EXTRACT
David Healy

Non-Fiction




Praise for Pharmageddon:

“This meticulously documented book makes extraordinary claims with far-reaching intellectual and practical ramifications. It is the most powerful critique of the contemporary medical-industrial complex that I know.”
Andrew T. Scull, author of Hysteria and Madness: A Very Short Introduction

“This book shines a bright light on the pharmaceutical industry (and American health care) in the same way that Silent Spring called out the chemical industry and Unsafe at Any Speed called out the automobile industry. Pharmageddon is Healy’s most important book to date. It will make a real contribution towards healing our sick system of pharmaceutical-driven medicine and helping doctors provide better care for their patients.”
Elizabeth Siegel Watkins, author of The Estrogen Elixir and On the Pill

“In this startling book, David Healy argues that ‘evidence-based’ medicine - and a healthy dose of corrupt science - has led modern medicine off a cliff. His book is provocative, challenging, and informative, and ultimately it serves as a powerful manifesto for rethinking modern medicine.”

ASSIGNMENT 1
Using the Pharmageddon page, say whether each statement agrees with it: (a) Andrew T. Scull calls the book the most powerful critique of the contemporary medical-industrial complex he knows; (b) Elizabeth Siegel Watkins says Silent Spring called out the automobile industry; (c) the last quotation says "evidence-based" medicine has led modern medicine off a cliff. Answer yes or no for each and quote the deciding words.
ASSIGNMENT 2
Write what follows on the Pharmageddon page, starting after its final sentence.

DATA EXTRACT
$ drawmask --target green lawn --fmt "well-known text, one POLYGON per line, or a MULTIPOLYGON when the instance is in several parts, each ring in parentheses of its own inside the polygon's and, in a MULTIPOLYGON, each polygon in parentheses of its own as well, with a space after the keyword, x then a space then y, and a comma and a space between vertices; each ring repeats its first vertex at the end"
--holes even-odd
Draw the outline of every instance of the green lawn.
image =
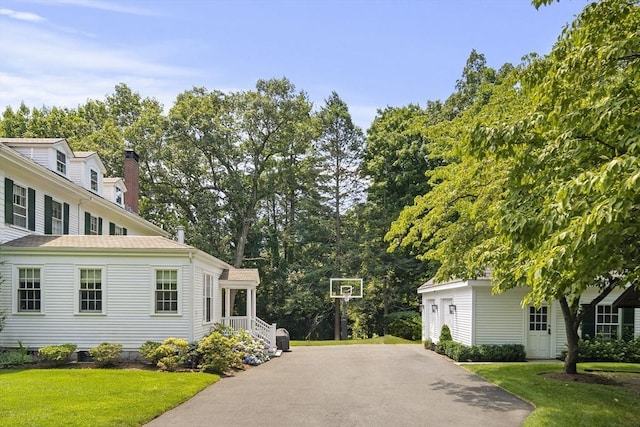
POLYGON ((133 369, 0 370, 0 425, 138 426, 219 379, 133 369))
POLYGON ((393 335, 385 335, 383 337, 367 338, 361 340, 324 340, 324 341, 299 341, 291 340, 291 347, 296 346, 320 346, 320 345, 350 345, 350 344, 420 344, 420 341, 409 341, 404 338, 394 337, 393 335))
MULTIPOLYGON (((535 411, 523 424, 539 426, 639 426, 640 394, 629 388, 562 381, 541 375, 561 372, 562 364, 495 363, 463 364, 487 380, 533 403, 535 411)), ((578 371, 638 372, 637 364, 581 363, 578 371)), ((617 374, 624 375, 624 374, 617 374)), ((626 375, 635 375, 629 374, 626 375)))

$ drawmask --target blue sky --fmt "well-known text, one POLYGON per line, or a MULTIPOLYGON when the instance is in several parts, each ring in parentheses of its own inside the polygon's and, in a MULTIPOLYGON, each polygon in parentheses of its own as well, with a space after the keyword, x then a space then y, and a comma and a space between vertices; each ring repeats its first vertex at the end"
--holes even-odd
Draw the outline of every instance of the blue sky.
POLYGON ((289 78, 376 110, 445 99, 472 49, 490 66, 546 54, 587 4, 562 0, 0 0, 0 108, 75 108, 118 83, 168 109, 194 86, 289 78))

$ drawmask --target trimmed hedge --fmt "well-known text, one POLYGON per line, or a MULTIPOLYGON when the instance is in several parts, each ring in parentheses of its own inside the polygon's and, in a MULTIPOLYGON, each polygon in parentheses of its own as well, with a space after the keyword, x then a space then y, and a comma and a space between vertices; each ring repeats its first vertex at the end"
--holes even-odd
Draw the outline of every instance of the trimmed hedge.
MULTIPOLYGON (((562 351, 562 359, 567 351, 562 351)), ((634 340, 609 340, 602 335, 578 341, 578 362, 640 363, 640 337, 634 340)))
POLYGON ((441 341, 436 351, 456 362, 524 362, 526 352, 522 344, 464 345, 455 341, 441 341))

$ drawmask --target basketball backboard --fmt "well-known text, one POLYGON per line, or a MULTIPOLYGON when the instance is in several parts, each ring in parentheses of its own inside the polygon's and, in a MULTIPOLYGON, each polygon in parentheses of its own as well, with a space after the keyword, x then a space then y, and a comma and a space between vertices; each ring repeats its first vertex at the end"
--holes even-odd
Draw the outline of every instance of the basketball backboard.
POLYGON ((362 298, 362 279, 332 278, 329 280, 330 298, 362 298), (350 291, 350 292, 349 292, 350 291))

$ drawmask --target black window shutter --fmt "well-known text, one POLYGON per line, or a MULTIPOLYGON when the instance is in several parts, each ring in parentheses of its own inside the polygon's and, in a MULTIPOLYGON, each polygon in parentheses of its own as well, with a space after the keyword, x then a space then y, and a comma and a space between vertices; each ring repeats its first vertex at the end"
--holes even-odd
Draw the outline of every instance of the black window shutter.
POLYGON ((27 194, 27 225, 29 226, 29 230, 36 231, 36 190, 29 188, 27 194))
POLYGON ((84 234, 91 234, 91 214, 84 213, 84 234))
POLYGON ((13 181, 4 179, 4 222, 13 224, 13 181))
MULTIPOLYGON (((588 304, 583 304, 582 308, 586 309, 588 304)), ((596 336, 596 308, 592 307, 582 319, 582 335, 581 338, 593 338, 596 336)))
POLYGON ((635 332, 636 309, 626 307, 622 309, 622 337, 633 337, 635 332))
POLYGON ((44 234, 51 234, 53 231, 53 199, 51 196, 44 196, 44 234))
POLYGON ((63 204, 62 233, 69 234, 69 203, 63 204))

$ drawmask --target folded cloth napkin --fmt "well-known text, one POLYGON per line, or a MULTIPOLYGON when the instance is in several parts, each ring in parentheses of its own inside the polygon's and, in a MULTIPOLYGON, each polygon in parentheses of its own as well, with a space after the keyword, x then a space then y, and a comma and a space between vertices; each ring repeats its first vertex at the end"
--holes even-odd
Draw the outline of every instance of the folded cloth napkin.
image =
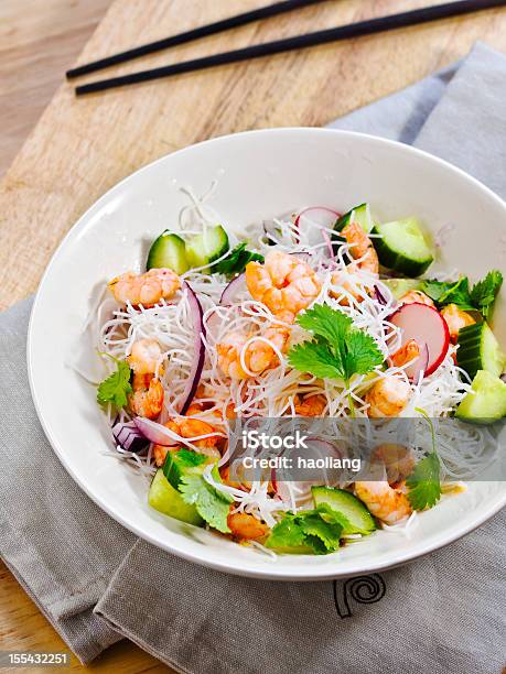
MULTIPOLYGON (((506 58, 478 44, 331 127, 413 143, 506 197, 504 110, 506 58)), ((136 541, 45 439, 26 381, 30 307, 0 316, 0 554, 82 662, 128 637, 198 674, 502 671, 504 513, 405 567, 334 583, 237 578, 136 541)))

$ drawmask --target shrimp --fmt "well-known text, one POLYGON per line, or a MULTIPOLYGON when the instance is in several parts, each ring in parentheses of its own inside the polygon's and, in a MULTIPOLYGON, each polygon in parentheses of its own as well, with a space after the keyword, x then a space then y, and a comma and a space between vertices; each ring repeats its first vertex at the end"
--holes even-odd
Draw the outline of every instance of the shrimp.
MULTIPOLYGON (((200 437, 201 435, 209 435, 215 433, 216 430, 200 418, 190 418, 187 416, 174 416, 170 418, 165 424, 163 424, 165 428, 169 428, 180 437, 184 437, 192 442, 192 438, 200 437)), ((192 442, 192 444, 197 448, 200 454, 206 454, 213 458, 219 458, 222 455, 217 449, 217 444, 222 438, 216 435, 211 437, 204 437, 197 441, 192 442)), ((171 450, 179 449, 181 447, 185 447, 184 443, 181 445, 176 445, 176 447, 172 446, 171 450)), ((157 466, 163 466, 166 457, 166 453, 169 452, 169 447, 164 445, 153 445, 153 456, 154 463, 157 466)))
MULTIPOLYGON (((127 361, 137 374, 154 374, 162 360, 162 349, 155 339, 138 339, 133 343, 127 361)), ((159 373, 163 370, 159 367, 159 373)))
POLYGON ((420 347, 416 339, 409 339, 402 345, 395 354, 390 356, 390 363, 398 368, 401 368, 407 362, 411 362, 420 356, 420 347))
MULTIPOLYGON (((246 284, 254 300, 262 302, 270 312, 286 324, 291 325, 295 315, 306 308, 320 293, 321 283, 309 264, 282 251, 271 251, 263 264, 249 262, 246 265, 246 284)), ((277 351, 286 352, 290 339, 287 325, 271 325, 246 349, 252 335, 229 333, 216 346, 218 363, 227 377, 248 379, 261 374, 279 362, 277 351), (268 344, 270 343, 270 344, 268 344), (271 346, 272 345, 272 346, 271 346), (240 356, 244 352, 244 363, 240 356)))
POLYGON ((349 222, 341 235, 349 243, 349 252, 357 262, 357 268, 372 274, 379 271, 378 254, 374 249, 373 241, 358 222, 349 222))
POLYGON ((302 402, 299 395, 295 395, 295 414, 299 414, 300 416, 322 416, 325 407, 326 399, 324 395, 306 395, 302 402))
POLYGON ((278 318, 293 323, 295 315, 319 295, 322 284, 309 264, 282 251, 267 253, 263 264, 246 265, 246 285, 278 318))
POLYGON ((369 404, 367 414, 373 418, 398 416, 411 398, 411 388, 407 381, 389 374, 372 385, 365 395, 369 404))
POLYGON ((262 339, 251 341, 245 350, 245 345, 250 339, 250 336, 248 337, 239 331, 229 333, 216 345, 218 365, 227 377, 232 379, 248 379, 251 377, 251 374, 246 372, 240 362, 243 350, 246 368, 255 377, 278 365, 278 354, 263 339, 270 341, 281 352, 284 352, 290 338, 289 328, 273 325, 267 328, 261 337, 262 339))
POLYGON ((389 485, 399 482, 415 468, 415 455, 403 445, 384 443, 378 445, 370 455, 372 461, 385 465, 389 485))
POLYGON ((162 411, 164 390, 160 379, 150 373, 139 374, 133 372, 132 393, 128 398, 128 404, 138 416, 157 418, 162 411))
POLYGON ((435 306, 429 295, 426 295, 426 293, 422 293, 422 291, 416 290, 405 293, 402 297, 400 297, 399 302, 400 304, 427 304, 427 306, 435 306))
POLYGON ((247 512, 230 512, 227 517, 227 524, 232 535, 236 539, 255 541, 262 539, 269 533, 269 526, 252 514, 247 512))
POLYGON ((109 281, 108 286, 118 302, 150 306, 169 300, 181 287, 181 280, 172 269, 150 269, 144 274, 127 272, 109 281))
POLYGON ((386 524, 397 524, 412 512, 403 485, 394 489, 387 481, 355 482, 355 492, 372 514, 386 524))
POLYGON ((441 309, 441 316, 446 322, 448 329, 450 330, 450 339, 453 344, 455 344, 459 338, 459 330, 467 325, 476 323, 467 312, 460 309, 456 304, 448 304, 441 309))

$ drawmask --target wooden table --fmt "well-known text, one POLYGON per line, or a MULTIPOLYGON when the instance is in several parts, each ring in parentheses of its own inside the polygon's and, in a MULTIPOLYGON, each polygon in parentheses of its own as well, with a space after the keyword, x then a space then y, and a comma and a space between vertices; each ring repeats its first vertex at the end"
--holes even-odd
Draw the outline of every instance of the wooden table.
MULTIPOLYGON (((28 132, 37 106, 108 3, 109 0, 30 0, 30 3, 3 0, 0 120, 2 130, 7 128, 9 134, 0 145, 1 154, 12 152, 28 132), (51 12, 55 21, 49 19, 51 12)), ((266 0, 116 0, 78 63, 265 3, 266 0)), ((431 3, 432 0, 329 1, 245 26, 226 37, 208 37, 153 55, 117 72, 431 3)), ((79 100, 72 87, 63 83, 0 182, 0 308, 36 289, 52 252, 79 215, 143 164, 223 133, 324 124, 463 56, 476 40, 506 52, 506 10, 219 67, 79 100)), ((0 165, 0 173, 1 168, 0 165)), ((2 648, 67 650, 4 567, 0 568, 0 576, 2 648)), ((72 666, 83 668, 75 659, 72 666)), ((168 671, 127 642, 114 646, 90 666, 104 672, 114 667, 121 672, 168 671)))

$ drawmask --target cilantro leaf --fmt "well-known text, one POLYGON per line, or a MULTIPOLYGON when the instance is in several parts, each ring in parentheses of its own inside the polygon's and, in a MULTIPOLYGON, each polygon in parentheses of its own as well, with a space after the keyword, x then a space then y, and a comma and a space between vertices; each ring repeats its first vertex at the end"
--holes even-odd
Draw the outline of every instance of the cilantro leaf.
--
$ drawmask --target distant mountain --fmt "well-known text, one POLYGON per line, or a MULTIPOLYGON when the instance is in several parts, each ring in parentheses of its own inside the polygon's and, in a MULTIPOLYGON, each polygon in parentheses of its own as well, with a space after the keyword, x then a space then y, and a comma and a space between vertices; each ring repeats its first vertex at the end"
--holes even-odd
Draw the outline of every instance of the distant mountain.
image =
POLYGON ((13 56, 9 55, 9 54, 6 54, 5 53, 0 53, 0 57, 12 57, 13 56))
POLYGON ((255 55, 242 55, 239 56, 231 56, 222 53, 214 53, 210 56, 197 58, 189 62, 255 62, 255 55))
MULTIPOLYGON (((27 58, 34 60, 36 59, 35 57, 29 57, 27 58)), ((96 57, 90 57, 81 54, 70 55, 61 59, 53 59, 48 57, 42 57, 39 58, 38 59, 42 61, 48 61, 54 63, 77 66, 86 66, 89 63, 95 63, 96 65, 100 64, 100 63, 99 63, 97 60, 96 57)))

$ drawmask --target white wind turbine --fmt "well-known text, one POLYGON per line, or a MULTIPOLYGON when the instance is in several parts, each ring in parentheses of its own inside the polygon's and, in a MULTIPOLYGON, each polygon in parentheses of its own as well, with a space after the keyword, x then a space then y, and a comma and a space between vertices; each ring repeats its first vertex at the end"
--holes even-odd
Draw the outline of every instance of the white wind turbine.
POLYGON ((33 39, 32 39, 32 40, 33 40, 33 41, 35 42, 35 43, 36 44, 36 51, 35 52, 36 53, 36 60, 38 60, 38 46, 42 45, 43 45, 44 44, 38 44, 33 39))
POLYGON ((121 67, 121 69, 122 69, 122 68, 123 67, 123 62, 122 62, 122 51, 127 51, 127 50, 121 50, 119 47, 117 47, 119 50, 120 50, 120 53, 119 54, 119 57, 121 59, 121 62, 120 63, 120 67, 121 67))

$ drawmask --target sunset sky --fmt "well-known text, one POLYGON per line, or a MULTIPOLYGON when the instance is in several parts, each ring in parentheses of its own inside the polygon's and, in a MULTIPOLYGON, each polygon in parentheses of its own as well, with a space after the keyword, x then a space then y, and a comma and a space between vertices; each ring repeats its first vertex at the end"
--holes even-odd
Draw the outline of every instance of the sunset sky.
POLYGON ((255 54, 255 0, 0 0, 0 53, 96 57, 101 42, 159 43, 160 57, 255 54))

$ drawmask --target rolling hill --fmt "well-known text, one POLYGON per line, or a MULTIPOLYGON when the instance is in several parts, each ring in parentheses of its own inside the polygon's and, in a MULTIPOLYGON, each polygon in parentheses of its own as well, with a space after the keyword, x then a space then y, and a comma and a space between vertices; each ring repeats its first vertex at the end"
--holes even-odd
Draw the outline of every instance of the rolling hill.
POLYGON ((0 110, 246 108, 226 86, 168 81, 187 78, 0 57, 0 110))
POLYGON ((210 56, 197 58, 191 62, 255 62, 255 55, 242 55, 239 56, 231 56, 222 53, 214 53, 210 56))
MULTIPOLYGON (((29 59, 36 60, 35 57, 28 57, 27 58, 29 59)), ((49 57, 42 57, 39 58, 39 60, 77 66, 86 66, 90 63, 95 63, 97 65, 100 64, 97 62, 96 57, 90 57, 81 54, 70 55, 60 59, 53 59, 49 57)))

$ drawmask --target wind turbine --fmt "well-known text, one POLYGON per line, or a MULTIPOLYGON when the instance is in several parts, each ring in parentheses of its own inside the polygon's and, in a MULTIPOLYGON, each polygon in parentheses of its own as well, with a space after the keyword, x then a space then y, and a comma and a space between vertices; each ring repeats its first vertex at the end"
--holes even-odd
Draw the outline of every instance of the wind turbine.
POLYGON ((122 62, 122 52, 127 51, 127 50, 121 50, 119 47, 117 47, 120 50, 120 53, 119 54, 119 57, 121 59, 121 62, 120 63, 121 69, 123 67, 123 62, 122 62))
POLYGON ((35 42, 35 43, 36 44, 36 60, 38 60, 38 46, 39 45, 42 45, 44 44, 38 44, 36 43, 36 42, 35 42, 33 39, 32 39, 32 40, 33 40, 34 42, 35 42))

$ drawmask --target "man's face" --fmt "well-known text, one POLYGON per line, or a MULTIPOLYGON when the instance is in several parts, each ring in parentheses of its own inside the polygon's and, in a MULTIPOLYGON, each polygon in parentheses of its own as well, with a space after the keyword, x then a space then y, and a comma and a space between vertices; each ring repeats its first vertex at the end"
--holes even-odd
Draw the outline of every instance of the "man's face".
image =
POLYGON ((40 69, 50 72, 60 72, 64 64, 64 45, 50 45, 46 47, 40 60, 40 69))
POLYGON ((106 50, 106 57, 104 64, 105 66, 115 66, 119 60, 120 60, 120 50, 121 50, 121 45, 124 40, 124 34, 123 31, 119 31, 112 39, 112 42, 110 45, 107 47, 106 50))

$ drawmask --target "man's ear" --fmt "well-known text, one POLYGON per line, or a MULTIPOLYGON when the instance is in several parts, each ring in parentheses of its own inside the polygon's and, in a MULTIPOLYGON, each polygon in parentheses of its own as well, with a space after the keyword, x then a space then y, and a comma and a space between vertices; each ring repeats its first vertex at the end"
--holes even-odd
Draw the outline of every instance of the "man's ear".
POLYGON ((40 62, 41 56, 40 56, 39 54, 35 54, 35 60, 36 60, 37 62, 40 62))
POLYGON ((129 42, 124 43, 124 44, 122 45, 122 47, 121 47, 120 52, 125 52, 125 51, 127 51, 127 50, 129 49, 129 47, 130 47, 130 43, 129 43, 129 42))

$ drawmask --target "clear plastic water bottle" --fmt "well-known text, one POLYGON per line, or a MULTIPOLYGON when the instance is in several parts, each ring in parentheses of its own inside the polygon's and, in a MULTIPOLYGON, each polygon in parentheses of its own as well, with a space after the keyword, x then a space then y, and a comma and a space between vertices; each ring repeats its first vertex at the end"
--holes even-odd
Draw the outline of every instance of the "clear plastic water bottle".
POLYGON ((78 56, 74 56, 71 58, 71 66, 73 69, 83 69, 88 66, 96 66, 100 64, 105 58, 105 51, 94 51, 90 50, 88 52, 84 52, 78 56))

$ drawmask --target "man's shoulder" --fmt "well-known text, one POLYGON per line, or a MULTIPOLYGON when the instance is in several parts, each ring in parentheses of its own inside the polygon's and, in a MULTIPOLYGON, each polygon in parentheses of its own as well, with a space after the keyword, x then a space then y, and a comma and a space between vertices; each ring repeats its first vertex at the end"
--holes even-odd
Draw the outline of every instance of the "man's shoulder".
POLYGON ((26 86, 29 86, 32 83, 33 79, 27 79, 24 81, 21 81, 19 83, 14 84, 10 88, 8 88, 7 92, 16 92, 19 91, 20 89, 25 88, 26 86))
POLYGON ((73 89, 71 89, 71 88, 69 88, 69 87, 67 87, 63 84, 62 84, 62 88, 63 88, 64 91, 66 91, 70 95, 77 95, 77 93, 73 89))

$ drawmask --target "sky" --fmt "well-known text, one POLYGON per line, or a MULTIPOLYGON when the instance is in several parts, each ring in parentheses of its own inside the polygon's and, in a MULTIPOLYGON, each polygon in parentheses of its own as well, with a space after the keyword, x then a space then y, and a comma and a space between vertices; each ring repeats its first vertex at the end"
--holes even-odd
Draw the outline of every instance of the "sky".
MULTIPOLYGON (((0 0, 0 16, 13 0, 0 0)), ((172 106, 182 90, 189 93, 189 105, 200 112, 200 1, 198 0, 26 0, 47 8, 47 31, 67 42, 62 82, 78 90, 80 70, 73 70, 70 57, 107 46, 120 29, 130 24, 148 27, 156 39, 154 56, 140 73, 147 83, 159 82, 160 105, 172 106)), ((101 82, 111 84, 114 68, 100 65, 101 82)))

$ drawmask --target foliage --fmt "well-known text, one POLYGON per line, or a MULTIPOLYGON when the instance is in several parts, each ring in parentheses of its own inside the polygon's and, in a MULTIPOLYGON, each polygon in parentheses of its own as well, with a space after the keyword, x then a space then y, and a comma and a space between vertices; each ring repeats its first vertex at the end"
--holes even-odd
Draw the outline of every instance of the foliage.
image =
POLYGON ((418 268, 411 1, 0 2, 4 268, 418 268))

TASK OUTPUT 1
(a) Yes: "It is the most powerful critique of the contemporary medical-industrial complex that I know."
(b) No: "Silent Spring called out the chemical industry and Unsafe at Any Speed called out the automobile industry."
(c) Yes: "David Healy argues that ‘evidence-based’ medicine - and a healthy dose of corrupt science - has led modern medicine off a cliff."

TASK OUTPUT 2
Robert Whitaker, author of Anatomy of an Epidemic: Magic Bullets, Psychiatric Drugs, and the Astonishing Rise of Mental Illness in America

“Like a good detective story, Pharmageddon weaves together the history of modern medicine, the evolution of clinical trials and statistical analyses, changes in international patent laws, privatization of clinical research, blurring of the line between academics and industry, and the enabling role of medical journals. If you want to learn how to protect yourself (or your patients) from medical commercialism and how medical practice can be redirected back towards its true mission, this book is a must read.”
John Abramson, author of Overdosed America

 

David Healy, who studied at University College Dublin, and the University of Cambridge, England, is currently a Professor of Psychological Medicine in Cardiff University, Wales, and a Visiting Professor at the University of Toronto. He is the author of 15 books, including The Antidepressant Era, and The Creation of Psychopharmacology from Harvard University Press, The Psychopharmacologists Volumes 1-3, and Let Them Eat Prozac from New York University Press. 

University of California Press
World English rights March 2012

Pharmageddon

Pharmageddon has arrived. The large pharmaceutical companies have hijacked healthcare and the results are threatening.

David Healy, an internationally respected psychiatrist, scientist, and author, whom the New York Times portrayed as “a self-effacing scholar” and “gadfly,” presents this riveting and terrifying story that affects us all.

1. Despite a growing elderly population, life expectancy in the US has already dropped compared to other advanced countries.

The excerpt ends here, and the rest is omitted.